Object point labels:
+ + + + +
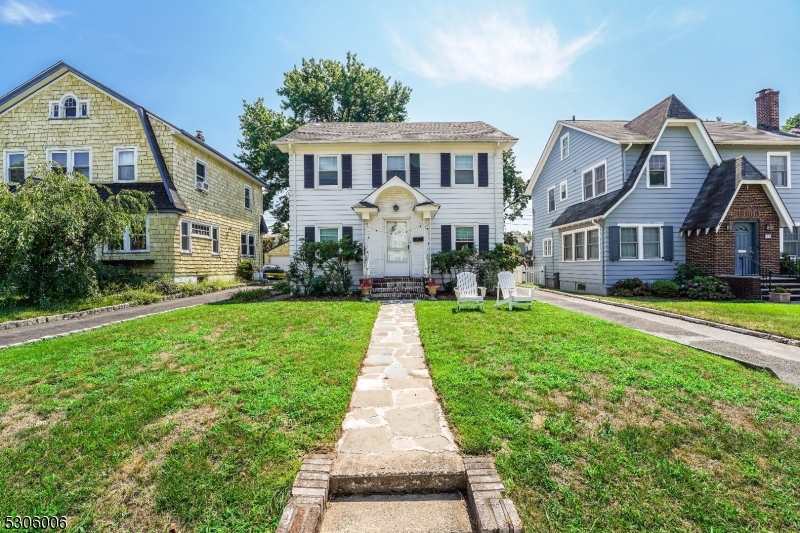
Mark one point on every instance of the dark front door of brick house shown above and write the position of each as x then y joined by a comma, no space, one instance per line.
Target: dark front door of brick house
745,250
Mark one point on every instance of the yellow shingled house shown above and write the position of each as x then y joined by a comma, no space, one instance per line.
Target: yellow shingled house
208,208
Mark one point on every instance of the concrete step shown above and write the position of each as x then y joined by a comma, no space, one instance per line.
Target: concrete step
397,472
410,513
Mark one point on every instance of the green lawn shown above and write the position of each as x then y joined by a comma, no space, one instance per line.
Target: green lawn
596,427
196,418
778,319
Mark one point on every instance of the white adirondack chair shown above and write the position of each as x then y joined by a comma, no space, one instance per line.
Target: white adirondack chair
467,291
512,295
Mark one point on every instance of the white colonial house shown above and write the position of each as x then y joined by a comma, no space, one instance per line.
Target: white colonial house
405,190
+ + + + +
WORK TO DO:
Reproduce the listing above unchanged, line by line, leaving out the picture.

ANSWER:
Mark one point on every instance of the dark front door of brick house shown above and write the position of each as x then y joined by a comma, no space, one instance per line.
Target: dark front door of brick house
745,250
Mark one point on every instance of the yellow shingled house shown above and write the position of each as x then y joined by a comma, no space, one instance per line.
Target: yellow shingled house
208,208
Mark one point on every instance of the concrete step shown above and write the position of each as x then y joined by a comma, no space, one instance per line.
Target: concrete step
397,472
410,513
Mark one point on every instance of the green lawn shown above and write the position of each as x then y joined by a comma, no space, one instance per line.
Target: green lawn
596,427
196,418
778,319
Mark one point on every instance of the white adirondack chair shown above and write the position of each as x then y joined by a comma, no space, one instance per line.
Target: white adirondack chair
467,291
512,295
Mark one point on every instance of the white colonial house shown above and write the position of each as x then y joined by a comma, no space, one instance per line.
Target: white colonial house
405,190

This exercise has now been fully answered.